Records from a collection
##############################

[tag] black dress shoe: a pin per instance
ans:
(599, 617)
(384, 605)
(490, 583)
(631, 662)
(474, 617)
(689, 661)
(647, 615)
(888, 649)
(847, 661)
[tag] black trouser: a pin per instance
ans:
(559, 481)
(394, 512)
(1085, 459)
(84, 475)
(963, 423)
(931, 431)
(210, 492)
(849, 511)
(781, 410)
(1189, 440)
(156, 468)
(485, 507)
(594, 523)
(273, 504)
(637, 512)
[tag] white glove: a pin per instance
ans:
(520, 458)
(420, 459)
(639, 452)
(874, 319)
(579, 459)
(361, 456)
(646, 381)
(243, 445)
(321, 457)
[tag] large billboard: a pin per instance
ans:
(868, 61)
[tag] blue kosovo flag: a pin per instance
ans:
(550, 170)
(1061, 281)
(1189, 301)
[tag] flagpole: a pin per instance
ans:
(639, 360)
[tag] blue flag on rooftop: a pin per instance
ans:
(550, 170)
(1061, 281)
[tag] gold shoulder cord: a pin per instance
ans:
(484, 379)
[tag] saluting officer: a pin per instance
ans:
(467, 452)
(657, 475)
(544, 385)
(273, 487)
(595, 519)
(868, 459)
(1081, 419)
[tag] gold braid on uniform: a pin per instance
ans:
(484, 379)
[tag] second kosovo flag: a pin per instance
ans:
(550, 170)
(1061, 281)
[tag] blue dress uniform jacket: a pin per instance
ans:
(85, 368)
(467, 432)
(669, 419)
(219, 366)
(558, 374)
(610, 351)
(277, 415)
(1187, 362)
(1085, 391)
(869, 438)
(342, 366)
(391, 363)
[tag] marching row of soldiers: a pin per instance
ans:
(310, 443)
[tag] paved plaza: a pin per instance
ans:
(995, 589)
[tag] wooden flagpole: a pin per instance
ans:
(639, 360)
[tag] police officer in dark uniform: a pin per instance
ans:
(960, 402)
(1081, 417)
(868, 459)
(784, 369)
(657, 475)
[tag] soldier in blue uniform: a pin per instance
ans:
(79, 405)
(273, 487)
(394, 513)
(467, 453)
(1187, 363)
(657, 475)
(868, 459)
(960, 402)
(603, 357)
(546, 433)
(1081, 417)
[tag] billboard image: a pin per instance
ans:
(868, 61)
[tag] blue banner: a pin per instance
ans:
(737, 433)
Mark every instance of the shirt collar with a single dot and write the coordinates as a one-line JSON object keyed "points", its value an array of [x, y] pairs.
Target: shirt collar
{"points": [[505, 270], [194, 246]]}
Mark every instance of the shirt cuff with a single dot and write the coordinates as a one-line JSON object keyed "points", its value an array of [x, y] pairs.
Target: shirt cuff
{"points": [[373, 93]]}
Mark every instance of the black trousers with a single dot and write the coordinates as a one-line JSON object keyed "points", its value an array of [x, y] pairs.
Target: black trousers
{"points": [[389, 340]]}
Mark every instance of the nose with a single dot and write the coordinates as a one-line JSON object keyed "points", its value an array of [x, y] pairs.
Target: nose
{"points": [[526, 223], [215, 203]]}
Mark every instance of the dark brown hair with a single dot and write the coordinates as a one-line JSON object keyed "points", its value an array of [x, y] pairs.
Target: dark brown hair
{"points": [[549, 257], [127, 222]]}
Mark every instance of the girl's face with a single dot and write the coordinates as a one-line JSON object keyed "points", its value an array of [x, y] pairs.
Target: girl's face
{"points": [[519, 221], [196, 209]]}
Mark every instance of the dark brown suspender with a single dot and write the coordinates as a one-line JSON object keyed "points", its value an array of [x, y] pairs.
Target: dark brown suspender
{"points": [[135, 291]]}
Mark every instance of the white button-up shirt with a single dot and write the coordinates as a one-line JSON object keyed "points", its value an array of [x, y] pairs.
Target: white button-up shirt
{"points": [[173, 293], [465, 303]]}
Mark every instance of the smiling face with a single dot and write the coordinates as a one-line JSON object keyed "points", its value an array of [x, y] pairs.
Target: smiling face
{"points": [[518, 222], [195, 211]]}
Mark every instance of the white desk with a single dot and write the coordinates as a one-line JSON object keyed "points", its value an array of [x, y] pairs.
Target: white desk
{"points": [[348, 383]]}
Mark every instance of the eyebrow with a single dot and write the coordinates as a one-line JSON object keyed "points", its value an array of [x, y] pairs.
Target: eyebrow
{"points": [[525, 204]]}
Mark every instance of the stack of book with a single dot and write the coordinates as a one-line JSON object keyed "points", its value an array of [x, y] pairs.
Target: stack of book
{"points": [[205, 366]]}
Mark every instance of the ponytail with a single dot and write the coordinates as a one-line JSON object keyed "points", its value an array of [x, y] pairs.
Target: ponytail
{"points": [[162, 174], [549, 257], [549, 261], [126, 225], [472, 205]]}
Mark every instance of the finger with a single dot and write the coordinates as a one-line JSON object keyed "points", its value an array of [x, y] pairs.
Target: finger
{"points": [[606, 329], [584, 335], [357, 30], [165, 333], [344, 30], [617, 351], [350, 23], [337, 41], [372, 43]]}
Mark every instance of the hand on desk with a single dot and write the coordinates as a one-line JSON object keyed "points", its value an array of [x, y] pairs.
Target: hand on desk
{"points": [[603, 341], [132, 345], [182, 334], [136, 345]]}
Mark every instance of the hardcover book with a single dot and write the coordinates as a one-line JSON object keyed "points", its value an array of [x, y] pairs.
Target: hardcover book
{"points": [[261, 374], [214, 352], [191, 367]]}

##############################

#### Problem to solve
Your reply must contain exactly the lines from the first line of the data through the line holding "[tag] white glove: a pin per instance", and nothing more.

#### Written answer
[tag] black dress shoe: a pin per instance
ans:
(599, 617)
(384, 605)
(490, 583)
(631, 662)
(474, 617)
(689, 661)
(647, 615)
(888, 649)
(847, 661)
[tag] black trouser: a pin per instance
ans:
(559, 481)
(394, 512)
(1085, 459)
(84, 475)
(963, 423)
(931, 431)
(210, 492)
(849, 511)
(781, 410)
(1189, 440)
(156, 468)
(485, 507)
(594, 523)
(273, 504)
(637, 512)
[tag] white glove: a pin per instance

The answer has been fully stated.